Kısa alıştırma
Lütfen aşağıdaki verilen metinden "Bu gün Naziş" sözcüklerini içeren yerle açılıp "oldu akşam ." ile kapanan kısmı hiç değiştirmeden yazın.

Verilen metin
+ + + +
Bu gün Naziş bir ara okula gitti, tiyatro oyunları için kostümlü prova varmış. Kızım kraliçe olacak , tahta oturacak:)) Ben de okey grubumla buluştum. Yemek yedik önce sonra oyuna oturduk. Derken oldu akşam .
Gamsegamse ile görüşemiyoruz, dün sabah beş dakika gördüm okula giderken akşamda geç geldi beş-10 dakika sonra yorgunluktan sızdı. Sabah -ben uyanamadım-Anne gidiyorum dedi , şimdide henüz gelmedi...
Asi ...Asi, bitti. Okurken yanı başımda Asi ırmağı çağladı sanki... içimde korkunç bir Antakya'ya gitme arzuzu var. Ayla Kutlu yazarken sanki Antakya tablosu çizmiş. O sokaklara birlikte girdik çıktık. Evlerin her odasına girdim, perdelere dokundum... tekrar teşekkürler Balkahvecim bu kitapla beni buluşturduğun için. Bu akşam bir dizim var sonrasında, Ece Temelkuran'ın ''Muz Sesleri'' ne başlıyorum.
+ + + +
Veri bölümü
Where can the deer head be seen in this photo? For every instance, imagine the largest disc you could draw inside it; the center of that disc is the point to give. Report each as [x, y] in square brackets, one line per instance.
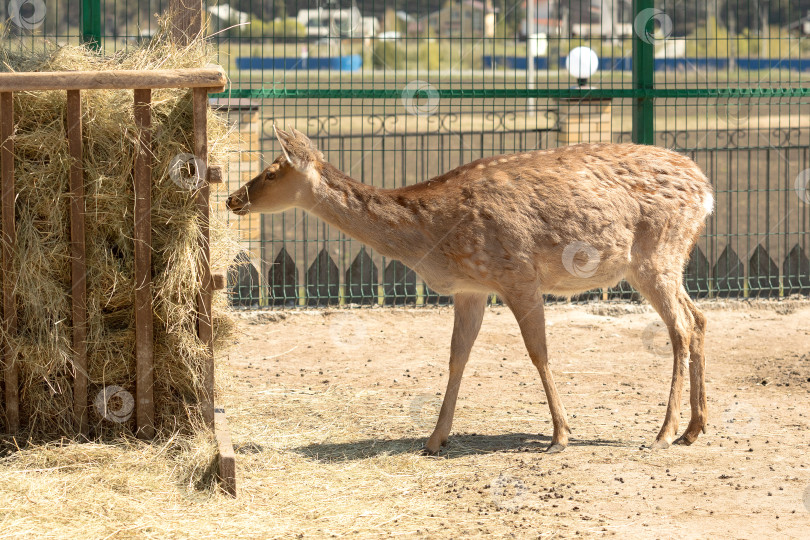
[288, 182]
+ + + +
Alıştırmanın sonucu
Bu gün Naziş bir ara okula gitti, tiyatro oyunları için kostümlü prova varmış. Kızım kraliçe olacak , tahta oturacak:)) Ben de okey grubumla buluştum. Yemek yedik önce sonra oyuna oturduk. Derken oldu akşam .